:: EXERCISE GOAL ::
Tally up the lines below with "logo" in them. Answer with the number only.

Stored data entries:
↓↓↓

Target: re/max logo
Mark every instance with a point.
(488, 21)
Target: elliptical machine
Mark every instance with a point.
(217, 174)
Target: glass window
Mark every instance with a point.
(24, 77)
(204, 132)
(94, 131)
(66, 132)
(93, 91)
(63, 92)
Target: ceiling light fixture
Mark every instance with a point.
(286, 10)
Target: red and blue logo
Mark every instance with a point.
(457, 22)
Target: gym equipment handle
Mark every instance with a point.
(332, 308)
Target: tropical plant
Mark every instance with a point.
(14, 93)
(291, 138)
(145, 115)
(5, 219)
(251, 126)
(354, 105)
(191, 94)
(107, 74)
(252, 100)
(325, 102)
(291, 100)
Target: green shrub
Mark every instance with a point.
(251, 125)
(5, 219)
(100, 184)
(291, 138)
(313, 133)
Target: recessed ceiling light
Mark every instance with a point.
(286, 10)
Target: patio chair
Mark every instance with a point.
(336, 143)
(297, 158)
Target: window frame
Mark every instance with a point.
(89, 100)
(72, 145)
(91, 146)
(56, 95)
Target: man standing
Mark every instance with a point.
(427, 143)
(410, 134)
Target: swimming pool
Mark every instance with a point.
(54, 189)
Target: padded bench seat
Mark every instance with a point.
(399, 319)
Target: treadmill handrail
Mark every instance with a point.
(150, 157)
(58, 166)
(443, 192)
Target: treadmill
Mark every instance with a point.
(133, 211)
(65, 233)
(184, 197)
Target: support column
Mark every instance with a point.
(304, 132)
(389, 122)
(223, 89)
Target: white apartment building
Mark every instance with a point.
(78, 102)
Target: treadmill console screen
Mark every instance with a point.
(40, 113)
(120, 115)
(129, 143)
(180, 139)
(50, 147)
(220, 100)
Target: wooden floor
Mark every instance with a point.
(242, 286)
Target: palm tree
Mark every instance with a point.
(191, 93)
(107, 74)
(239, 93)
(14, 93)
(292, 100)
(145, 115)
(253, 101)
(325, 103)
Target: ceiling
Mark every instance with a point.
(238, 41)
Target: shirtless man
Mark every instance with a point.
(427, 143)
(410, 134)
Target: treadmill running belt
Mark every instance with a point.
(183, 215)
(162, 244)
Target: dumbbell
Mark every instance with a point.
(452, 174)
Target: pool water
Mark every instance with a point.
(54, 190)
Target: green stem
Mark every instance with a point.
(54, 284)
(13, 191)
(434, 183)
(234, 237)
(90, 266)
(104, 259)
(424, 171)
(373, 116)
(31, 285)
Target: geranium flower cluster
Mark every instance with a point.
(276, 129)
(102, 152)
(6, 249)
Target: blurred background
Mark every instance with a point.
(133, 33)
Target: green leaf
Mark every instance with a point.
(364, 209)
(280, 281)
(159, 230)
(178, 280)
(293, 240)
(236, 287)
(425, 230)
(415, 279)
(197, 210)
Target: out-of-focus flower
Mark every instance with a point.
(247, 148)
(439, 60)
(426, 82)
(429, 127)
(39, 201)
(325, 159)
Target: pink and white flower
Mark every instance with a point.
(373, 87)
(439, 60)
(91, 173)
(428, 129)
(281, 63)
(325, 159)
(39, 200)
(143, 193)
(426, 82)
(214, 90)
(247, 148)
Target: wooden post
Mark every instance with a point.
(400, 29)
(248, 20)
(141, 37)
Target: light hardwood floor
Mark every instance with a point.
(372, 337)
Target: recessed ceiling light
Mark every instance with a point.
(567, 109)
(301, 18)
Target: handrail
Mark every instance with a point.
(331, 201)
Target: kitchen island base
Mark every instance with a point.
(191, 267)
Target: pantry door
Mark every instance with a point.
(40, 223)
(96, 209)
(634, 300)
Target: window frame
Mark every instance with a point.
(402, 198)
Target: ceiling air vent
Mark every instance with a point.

↑↑↑

:: RESPONSE AREA ::
2